Task requirements - Your task is to give the entries back exactly, leaving nothing out.
☆ ☆ ☆
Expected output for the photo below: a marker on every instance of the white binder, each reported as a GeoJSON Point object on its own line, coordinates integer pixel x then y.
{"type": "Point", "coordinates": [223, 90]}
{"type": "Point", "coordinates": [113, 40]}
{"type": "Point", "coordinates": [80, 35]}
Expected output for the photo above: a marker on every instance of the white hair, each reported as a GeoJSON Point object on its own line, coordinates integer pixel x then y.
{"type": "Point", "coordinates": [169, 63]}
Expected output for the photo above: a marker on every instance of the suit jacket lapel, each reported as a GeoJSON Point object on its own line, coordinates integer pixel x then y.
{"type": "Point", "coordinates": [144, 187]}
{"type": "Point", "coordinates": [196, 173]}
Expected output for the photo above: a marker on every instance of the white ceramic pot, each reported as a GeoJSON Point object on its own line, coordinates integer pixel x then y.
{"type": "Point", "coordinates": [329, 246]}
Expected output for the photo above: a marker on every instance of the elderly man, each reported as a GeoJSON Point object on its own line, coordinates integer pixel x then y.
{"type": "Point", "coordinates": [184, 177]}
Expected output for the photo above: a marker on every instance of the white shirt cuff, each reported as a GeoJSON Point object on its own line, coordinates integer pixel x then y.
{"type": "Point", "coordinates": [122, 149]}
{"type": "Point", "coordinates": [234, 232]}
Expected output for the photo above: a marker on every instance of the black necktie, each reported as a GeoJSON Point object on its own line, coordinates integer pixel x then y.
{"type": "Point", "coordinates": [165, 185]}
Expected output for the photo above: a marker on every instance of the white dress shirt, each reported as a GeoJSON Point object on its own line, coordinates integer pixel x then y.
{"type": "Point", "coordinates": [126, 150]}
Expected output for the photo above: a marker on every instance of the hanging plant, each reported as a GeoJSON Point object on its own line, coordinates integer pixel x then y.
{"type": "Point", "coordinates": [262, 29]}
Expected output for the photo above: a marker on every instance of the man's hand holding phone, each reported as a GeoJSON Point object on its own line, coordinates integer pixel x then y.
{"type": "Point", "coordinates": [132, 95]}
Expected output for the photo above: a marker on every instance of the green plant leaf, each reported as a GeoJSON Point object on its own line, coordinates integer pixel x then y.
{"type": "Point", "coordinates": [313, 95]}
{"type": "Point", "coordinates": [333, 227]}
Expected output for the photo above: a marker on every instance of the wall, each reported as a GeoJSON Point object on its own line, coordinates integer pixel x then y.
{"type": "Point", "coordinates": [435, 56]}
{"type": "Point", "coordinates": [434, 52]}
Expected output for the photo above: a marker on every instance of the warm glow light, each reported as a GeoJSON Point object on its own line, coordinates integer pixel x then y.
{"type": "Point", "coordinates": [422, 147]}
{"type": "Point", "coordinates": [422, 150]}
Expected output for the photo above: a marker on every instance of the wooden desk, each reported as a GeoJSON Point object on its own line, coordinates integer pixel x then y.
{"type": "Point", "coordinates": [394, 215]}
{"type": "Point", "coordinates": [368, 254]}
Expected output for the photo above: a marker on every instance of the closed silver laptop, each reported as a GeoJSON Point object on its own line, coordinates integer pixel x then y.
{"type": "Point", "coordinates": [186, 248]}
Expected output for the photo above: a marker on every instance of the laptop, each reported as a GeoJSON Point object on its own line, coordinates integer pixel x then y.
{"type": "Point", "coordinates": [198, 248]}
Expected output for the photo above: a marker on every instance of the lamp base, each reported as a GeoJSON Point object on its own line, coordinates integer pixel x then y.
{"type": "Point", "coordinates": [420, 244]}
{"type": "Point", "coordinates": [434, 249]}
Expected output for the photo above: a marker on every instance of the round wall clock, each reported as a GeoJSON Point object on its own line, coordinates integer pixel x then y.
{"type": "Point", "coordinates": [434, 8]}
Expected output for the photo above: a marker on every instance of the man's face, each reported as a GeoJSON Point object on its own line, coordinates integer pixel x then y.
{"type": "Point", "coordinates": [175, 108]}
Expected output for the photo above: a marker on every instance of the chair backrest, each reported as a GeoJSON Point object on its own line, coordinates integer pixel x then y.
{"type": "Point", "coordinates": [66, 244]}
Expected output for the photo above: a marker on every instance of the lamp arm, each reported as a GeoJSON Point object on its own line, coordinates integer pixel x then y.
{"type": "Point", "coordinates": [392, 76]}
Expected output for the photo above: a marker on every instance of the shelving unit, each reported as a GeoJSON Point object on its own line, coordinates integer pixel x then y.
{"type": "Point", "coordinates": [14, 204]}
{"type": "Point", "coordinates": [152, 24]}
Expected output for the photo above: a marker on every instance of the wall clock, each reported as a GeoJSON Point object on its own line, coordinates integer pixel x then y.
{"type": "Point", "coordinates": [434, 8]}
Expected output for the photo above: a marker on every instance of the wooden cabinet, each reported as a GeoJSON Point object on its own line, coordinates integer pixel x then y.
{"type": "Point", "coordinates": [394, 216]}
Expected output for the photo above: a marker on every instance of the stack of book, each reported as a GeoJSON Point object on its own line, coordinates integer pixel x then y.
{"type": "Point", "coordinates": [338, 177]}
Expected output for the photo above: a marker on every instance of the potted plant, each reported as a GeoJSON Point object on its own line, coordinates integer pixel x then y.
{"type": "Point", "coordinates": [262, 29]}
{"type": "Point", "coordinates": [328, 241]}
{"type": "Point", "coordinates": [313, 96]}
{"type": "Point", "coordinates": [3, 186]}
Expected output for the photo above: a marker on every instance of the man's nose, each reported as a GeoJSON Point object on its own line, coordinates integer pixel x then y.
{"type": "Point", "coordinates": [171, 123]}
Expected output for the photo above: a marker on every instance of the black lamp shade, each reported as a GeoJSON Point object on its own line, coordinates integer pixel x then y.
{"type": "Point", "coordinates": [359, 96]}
☆ ☆ ☆
Response for this exercise -
Expected output for the photo below: a marker on every instance of the white binder, each reported as a GeoJSON Point object on its own line, coordinates integer pixel x then y.
{"type": "Point", "coordinates": [223, 90]}
{"type": "Point", "coordinates": [113, 40]}
{"type": "Point", "coordinates": [80, 35]}
Expected output for the photo above: a marker on every instance of the white hair, each reported as a GeoJSON Point object on its own line, coordinates integer pixel x then y.
{"type": "Point", "coordinates": [169, 63]}
Expected output for the photo above: a marker on every instance of the suit jacket lapel, each reported as a GeoJSON Point object on its own line, coordinates integer pixel x then y.
{"type": "Point", "coordinates": [144, 187]}
{"type": "Point", "coordinates": [196, 173]}
Expected output for the photo above: a marker on every instance of the white ceramic pot, each reported as a GeoJSON Point object on its own line, coordinates integer pixel x then y.
{"type": "Point", "coordinates": [329, 246]}
Expected output for the photo above: a marker on every instance of the elderly man, each reported as a GeoJSON Point object on its own line, coordinates integer pixel x then y.
{"type": "Point", "coordinates": [184, 177]}
Expected output for the photo above: a marker on every instance of the white shirt cuff, each reported as a GeoJSON Point object on its own line, coordinates integer pixel x then y.
{"type": "Point", "coordinates": [122, 149]}
{"type": "Point", "coordinates": [234, 232]}
Expected output for the photo above: a marker on every instance of the black necktie, each reported as a GeoJSON Point object on its own line, coordinates integer pixel x then y.
{"type": "Point", "coordinates": [165, 185]}
Expected output for the photo above: a marker on every instance of the white dress shirt, each reported as a GeoJSON Point object on its own line, coordinates integer pixel x then y.
{"type": "Point", "coordinates": [126, 150]}
Expected output for the photo above: a marker on every instance of the hanging plant, each reported as a GeoJSON Point object on its own line, coordinates integer pixel x then y.
{"type": "Point", "coordinates": [262, 29]}
Expected output for the photo above: a marker on every instance of the man's hand holding phone, each reported as a GeoJSON Point object on its own line, coordinates integer pixel x then y.
{"type": "Point", "coordinates": [132, 95]}
Expected output for the photo above: a marker on every instance of the green plant leaf, each reported as a GeoJSON Point object on its own line, coordinates integer pixel x then y.
{"type": "Point", "coordinates": [313, 95]}
{"type": "Point", "coordinates": [333, 227]}
Expected output for the photo above: a marker on every instance of the wall, each reported as a GeoJSON Point object on its own line, coordinates integer pixel x then y.
{"type": "Point", "coordinates": [435, 56]}
{"type": "Point", "coordinates": [434, 52]}
Expected output for the photo above: a marker on every instance of the warm glow light, each reported as a GeoJSON Point object on its own line, coordinates integer pixel x then y.
{"type": "Point", "coordinates": [422, 147]}
{"type": "Point", "coordinates": [422, 150]}
Expected output for the photo above: a marker on every instance of the wooden desk, each reported as a GeoJSON Point object on its own line, coordinates integer pixel x then y.
{"type": "Point", "coordinates": [394, 215]}
{"type": "Point", "coordinates": [368, 254]}
Expected output for the photo above: a marker on every instance of the closed silver laptop, each reported as a GeoJSON Point object on its own line, coordinates integer pixel x then y.
{"type": "Point", "coordinates": [186, 248]}
Expected output for the photo above: a marker on every instance of the laptop, each reported as a GeoJSON Point object on its own line, coordinates integer pixel x then y.
{"type": "Point", "coordinates": [198, 248]}
Expected output for the photo above: a marker on every instance of the lamp base, each reported as a GeoJSON Point object on its own line, coordinates integer pixel x then y.
{"type": "Point", "coordinates": [420, 244]}
{"type": "Point", "coordinates": [434, 249]}
Expected output for the photo above: a marker on every instance of the round wall clock, each reported as a GeoJSON Point object on its own line, coordinates integer pixel x then y.
{"type": "Point", "coordinates": [434, 8]}
Expected output for the photo above: a marker on every instance of the man's face, each reported as a GeoJSON Point object on its own line, coordinates integer pixel x then y.
{"type": "Point", "coordinates": [175, 108]}
Expected output for the photo above: a marker on every instance of the chair backrest, each reported as a GeoJSON Point object on its own line, coordinates integer pixel x then y.
{"type": "Point", "coordinates": [66, 244]}
Expected output for the photo above: a marker on every instance of the lamp arm, each reported as a GeoJSON Point object on its own line, coordinates integer pixel x then y.
{"type": "Point", "coordinates": [392, 76]}
Expected output for the photo above: a marker on every instance of the shelving unit, each reported as a GeoJSON Point object on its own line, coordinates integer pixel x then y.
{"type": "Point", "coordinates": [14, 204]}
{"type": "Point", "coordinates": [152, 24]}
Expected output for the photo above: a marker on every instance of the wall clock, each reported as a GeoJSON Point object on its own line, coordinates integer pixel x then y.
{"type": "Point", "coordinates": [434, 8]}
Expected output for the photo above: a marker on every instance of the wooden cabinet, each reported as a GeoJSON Point object on its own line, coordinates integer pixel x then y.
{"type": "Point", "coordinates": [394, 216]}
Expected output for the photo above: a marker on every instance of the stack of book, each reported as a GeoJSON Point object on its own line, coordinates integer pixel x then y.
{"type": "Point", "coordinates": [338, 177]}
Expected output for the photo above: a marker on every instance of the potted plant, each reported as a GeoJSON Point object on its own line, coordinates integer pixel x then y.
{"type": "Point", "coordinates": [262, 29]}
{"type": "Point", "coordinates": [328, 241]}
{"type": "Point", "coordinates": [313, 96]}
{"type": "Point", "coordinates": [3, 186]}
Expected output for the photo above: a marker on every instance of the man's nose, each reported as a GeoJSON Point object on its own line, coordinates integer pixel x then y.
{"type": "Point", "coordinates": [171, 123]}
Expected output for the photo above: a marker on every instance of the black lamp shade, each reported as a GeoJSON Point object on its own line, coordinates integer pixel x then y.
{"type": "Point", "coordinates": [359, 96]}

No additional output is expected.